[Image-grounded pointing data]
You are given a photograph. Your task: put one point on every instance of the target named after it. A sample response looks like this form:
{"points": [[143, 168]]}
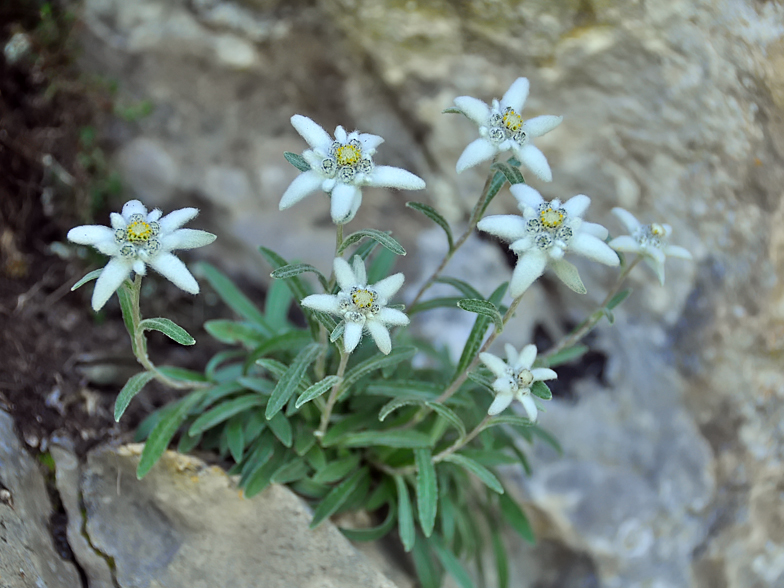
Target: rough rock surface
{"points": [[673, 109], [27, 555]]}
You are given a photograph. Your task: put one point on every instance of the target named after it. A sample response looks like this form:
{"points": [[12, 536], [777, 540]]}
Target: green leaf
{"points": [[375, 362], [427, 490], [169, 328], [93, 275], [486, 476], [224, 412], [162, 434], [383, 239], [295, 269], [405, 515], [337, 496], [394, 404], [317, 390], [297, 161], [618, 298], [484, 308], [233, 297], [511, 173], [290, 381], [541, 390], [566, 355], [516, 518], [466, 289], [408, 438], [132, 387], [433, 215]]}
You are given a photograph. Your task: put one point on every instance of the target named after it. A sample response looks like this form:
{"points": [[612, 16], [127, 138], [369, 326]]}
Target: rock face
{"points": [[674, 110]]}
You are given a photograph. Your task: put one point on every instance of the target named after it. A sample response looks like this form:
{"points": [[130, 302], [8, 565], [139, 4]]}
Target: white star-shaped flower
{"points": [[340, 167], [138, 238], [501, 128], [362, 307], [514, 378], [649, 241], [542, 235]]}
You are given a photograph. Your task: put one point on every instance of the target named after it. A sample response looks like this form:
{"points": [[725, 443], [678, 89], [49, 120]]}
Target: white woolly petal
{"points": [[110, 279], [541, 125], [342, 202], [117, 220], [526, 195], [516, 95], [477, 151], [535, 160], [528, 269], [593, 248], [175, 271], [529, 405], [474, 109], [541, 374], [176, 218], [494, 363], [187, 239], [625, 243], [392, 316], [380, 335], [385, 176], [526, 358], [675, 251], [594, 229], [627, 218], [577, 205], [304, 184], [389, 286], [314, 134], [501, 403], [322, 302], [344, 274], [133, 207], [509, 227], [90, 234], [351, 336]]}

Your goal
The records above are to be restated word for word, with every picture left out.

Response below
You are given a photograph. Your task: put one point on every instance of the target named after it. A sample response looks like this form:
{"points": [[143, 168]]}
Target: rough rock surface
{"points": [[673, 109], [27, 555]]}
You are given a photograph. Your task: put one point on every instance of the target named after it. A sample response looks like this form:
{"points": [[12, 536], [777, 540]]}
Target: green leaf
{"points": [[375, 362], [427, 490], [169, 328], [93, 275], [486, 476], [224, 412], [162, 434], [383, 239], [295, 269], [405, 515], [337, 496], [394, 404], [317, 390], [297, 161], [618, 298], [484, 308], [233, 297], [511, 173], [290, 381], [541, 390], [566, 355], [516, 518], [466, 289], [408, 438], [132, 387], [433, 215]]}
You are given a photograph. Your task: put one point on every instance of the target named after it. A sample response looks like this form:
{"points": [[612, 16], [127, 138], [369, 326]]}
Target: rock face
{"points": [[674, 110]]}
You are given a photograph. Your task: put one point on every instance of the target named after it. A sample response looks like this form:
{"points": [[130, 302], [8, 565], [139, 4]]}
Target: white star-shaped flower
{"points": [[340, 167], [138, 238], [501, 128], [362, 307], [514, 378], [649, 241], [542, 235]]}
You are given a photograph. Your task: put one point on every instance of the target named after it. A sample response looks like this form:
{"points": [[725, 443], [678, 89], [49, 120]]}
Target: white woolly petal
{"points": [[110, 279], [541, 125], [342, 202], [117, 220], [526, 195], [516, 95], [477, 151], [535, 160], [528, 269], [593, 248], [175, 271], [529, 405], [474, 109], [541, 374], [176, 218], [494, 363], [187, 239], [625, 243], [392, 316], [380, 335], [385, 176], [526, 358], [675, 251], [594, 229], [627, 218], [577, 205], [304, 184], [389, 286], [314, 134], [501, 403], [322, 302], [344, 274], [133, 207], [509, 227], [90, 234], [351, 336]]}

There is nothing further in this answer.